WHAT YOU HAVE TO DO:
Begin at the line with "of the colorful" and set down each line exactly until the listing ends. Images stay out.

- Opening Delimiter -

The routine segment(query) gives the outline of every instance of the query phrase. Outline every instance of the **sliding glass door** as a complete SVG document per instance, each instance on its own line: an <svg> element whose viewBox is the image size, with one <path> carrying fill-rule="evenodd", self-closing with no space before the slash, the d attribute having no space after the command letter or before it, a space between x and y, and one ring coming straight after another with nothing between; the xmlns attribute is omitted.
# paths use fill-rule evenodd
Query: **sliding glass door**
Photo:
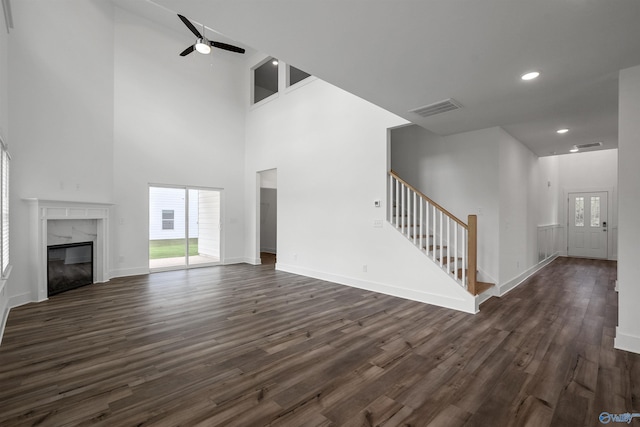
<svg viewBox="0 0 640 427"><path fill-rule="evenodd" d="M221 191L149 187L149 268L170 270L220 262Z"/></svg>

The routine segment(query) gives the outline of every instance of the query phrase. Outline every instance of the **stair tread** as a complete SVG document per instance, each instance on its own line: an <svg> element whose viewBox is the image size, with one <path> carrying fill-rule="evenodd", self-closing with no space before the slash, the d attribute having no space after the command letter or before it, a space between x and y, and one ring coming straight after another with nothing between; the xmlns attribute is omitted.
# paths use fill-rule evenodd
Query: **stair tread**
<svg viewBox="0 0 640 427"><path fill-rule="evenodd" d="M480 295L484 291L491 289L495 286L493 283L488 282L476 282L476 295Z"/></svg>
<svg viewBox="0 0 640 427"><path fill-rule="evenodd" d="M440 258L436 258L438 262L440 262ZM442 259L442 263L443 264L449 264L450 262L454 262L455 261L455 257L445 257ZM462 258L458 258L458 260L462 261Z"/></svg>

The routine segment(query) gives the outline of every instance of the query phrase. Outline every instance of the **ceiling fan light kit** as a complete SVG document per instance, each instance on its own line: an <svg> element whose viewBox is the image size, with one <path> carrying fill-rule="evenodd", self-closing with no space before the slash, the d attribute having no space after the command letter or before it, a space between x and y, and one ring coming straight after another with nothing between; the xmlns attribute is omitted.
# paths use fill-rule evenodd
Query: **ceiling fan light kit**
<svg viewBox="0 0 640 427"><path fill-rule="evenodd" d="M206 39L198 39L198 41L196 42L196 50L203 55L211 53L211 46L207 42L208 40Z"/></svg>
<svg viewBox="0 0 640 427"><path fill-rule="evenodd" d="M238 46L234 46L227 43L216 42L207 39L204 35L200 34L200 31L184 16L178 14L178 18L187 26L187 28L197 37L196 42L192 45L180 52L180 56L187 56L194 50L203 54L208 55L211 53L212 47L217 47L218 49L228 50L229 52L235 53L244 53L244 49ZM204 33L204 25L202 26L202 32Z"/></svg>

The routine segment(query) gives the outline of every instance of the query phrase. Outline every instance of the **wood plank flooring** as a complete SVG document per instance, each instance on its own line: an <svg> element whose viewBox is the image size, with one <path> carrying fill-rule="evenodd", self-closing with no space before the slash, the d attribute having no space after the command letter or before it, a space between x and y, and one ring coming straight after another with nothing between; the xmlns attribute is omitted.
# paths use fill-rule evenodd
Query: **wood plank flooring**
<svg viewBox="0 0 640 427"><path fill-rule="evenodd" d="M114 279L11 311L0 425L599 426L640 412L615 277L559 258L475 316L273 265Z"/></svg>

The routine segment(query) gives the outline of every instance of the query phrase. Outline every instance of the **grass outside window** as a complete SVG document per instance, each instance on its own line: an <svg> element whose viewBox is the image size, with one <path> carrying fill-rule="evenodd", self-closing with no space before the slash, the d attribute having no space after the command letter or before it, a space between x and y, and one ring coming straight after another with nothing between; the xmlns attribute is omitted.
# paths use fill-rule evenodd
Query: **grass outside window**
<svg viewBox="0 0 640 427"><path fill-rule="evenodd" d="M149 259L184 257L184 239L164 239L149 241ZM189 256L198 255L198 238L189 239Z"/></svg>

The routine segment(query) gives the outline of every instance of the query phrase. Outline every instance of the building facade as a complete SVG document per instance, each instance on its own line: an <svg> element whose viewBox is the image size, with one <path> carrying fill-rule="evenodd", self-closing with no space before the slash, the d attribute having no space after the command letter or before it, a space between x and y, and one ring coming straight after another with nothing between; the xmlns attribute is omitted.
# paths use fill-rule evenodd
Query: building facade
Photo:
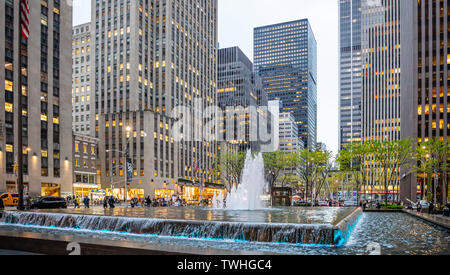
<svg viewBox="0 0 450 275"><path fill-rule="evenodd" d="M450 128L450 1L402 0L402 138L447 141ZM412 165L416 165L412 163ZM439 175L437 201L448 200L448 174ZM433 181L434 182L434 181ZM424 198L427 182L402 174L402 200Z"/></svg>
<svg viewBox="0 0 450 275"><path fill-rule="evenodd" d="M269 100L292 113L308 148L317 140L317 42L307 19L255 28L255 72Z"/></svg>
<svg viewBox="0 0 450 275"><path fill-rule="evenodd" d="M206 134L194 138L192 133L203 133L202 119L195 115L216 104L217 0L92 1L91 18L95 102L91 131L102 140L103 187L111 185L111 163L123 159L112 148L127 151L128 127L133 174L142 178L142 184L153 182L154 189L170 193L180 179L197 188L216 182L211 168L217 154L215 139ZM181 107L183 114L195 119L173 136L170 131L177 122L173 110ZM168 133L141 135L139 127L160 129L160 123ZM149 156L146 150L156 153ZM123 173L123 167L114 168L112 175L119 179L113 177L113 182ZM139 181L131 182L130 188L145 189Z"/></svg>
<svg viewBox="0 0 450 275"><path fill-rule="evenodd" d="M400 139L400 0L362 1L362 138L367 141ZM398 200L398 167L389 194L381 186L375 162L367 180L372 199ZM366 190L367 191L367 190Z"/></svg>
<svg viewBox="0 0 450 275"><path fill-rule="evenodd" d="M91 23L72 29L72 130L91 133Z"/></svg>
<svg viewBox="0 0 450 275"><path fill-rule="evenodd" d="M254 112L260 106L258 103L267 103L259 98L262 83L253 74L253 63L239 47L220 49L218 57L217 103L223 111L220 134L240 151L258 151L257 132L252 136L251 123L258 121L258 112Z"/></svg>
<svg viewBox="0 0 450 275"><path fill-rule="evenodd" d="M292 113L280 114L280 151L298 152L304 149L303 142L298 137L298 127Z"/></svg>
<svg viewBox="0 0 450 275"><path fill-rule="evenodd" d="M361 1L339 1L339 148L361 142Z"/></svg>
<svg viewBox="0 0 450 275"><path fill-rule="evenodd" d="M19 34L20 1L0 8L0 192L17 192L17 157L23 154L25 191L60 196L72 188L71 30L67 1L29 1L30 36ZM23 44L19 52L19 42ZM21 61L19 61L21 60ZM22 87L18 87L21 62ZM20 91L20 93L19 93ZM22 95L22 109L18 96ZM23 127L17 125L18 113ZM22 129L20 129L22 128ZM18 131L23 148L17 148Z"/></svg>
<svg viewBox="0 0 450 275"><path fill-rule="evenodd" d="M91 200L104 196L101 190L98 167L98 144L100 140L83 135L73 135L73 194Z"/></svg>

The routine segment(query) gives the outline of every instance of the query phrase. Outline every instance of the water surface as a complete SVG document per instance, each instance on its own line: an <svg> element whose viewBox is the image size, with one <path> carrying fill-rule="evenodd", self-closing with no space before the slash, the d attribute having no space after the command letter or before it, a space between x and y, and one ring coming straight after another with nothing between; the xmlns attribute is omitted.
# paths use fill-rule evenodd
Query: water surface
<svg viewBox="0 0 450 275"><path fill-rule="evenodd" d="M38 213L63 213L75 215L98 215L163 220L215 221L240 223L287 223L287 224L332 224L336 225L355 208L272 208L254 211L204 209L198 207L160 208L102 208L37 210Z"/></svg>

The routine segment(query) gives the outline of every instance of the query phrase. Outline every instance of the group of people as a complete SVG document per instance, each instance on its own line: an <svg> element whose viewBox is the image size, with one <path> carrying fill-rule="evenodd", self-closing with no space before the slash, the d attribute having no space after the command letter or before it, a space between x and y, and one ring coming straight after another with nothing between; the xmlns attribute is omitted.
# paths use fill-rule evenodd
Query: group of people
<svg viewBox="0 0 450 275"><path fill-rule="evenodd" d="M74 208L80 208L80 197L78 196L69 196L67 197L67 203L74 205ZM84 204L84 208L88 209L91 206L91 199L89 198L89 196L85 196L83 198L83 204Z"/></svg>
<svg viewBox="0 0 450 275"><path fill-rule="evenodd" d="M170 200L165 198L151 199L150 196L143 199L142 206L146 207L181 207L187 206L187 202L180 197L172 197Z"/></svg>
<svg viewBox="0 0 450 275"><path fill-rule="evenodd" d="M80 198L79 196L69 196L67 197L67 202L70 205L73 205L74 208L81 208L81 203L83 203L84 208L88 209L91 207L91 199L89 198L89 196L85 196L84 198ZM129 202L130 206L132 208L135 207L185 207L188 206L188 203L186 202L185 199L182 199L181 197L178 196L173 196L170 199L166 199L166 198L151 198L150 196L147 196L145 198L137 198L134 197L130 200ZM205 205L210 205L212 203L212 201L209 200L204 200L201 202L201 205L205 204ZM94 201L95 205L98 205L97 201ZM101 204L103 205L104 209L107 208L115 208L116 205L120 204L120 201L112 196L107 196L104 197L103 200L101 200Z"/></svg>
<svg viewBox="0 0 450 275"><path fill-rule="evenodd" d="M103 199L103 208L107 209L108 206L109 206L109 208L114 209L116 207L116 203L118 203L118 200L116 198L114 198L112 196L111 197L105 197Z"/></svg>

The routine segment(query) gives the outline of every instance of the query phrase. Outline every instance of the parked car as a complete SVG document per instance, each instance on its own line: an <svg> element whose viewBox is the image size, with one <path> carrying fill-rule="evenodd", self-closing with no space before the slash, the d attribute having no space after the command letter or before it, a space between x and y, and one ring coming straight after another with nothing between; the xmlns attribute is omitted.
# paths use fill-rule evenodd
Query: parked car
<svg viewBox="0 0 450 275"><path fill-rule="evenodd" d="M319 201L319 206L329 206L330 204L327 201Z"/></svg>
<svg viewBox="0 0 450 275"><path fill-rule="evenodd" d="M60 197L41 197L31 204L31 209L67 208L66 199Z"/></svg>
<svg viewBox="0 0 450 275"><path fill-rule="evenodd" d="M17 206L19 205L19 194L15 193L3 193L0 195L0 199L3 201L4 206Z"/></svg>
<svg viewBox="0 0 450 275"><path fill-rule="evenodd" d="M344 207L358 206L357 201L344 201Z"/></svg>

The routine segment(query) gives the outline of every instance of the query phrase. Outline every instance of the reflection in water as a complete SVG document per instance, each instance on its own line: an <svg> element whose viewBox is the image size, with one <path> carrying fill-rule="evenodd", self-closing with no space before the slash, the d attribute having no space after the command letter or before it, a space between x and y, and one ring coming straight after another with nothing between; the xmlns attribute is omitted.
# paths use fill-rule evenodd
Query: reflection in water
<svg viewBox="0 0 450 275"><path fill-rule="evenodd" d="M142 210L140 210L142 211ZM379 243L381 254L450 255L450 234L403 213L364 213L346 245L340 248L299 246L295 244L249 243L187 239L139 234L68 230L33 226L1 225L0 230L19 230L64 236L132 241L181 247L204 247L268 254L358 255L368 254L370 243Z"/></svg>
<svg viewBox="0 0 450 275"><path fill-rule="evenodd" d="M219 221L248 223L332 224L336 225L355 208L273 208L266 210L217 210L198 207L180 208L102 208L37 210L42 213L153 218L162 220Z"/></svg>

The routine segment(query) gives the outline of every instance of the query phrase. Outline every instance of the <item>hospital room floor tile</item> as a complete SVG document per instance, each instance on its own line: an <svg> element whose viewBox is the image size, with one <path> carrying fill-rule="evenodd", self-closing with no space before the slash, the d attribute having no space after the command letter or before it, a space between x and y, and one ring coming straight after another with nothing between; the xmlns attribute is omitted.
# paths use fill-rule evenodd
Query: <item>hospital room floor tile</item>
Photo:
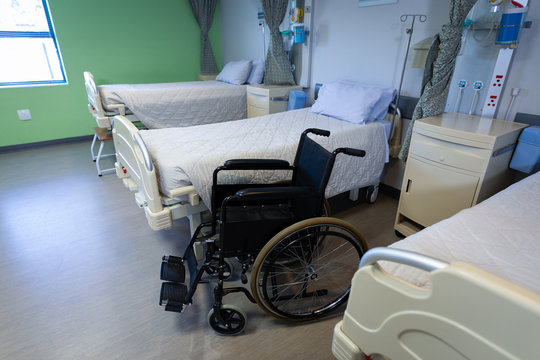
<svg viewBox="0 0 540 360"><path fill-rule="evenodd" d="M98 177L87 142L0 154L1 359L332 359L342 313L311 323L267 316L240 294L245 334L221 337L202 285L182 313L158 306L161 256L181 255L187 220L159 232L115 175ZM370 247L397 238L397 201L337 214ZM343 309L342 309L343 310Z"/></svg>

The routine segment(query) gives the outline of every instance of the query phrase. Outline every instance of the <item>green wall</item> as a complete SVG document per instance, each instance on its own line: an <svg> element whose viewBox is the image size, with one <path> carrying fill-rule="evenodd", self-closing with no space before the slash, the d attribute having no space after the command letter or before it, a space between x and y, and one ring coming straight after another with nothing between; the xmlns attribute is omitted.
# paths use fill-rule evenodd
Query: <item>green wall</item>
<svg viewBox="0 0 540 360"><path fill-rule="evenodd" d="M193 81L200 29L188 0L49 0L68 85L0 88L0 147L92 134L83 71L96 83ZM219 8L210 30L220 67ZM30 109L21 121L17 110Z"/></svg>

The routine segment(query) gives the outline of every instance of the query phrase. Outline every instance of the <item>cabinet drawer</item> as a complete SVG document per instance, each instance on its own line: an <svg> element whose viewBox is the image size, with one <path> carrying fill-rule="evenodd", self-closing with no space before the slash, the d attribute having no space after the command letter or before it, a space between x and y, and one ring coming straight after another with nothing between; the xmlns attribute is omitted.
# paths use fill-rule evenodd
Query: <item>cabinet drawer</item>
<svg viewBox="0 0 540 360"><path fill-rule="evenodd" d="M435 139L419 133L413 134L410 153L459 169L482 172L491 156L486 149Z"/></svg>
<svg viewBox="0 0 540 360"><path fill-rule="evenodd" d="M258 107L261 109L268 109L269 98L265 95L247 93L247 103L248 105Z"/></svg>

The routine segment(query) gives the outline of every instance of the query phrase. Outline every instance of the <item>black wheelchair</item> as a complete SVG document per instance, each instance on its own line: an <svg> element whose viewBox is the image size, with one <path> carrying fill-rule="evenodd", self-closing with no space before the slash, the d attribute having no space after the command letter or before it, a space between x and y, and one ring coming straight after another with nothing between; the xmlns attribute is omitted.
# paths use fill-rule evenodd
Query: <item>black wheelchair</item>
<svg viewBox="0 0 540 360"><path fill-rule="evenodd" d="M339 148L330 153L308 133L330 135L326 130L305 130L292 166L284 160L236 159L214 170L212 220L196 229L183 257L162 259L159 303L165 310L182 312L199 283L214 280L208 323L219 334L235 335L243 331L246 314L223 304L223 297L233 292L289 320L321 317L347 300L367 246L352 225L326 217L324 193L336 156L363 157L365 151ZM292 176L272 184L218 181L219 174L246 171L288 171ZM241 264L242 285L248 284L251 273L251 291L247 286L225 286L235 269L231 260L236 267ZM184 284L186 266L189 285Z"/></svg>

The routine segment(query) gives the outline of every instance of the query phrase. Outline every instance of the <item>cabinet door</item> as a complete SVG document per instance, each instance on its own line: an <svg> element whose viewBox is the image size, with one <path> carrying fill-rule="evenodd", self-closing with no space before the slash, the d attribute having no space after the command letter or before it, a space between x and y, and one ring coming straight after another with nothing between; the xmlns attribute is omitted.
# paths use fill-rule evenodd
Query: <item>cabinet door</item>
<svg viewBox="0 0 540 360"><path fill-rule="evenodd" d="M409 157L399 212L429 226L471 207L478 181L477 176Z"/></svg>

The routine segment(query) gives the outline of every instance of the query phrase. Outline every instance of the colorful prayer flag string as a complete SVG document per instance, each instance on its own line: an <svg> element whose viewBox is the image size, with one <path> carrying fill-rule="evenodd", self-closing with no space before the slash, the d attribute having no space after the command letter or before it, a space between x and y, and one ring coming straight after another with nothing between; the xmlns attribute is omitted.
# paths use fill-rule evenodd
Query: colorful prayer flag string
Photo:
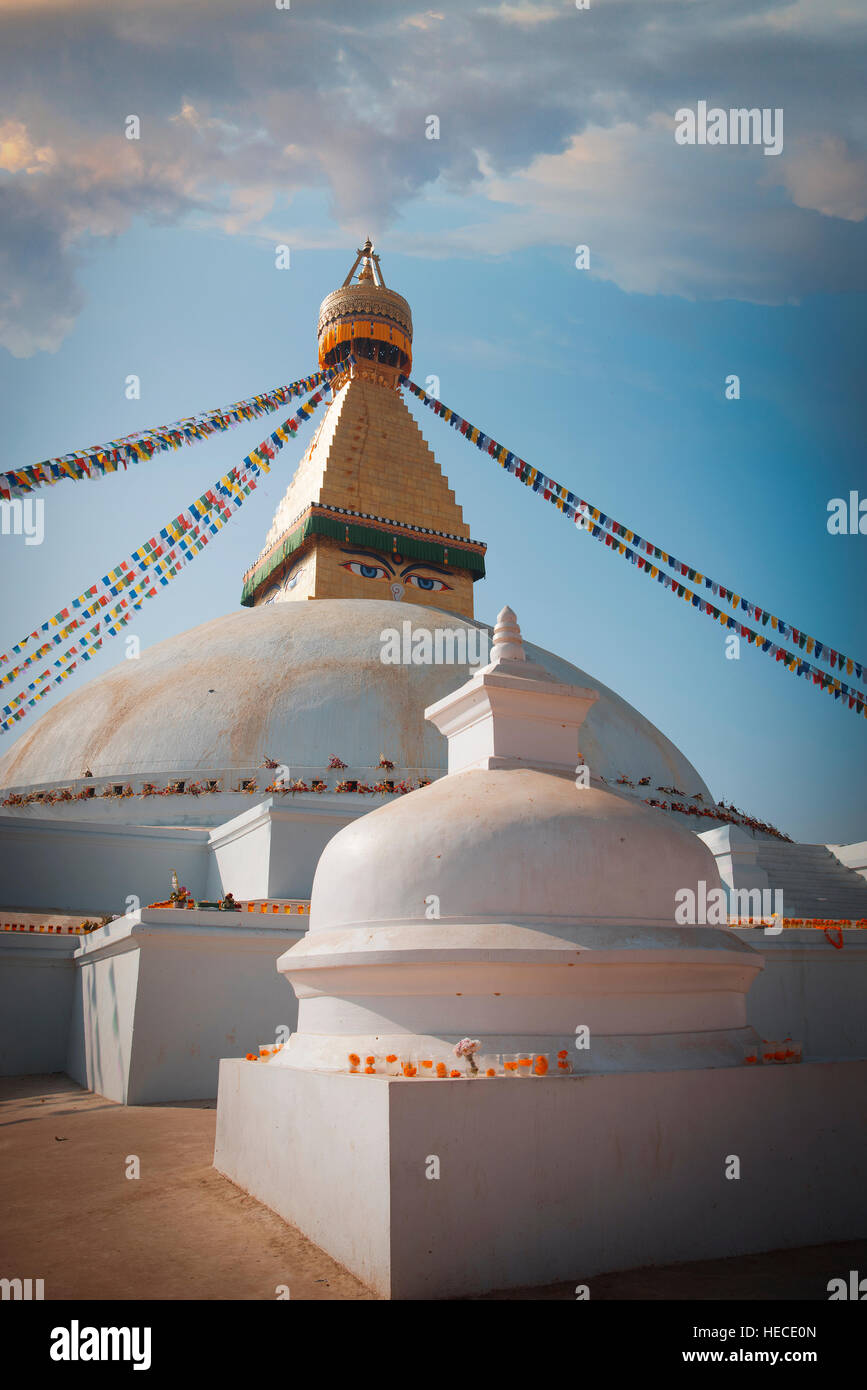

- Closing Delimiter -

EXPECTED ANSWER:
The routine segment(query) gives the outline of every instance of the query phrase. Outline every instance of the colorful prayer flag string as a complete SVG document per instance, each instance on its own line: an <svg> element whose viewBox is the image size, with one <path> carrying fill-rule="evenodd", self-closing with no space before the slash, the d attribute having no space after the command letter or before it, a space between x and y, and one ring coming straight after another with nothing between; the xmlns attribute is omitted.
# paths use fill-rule evenodd
Query: colorful prayer flag string
Photo:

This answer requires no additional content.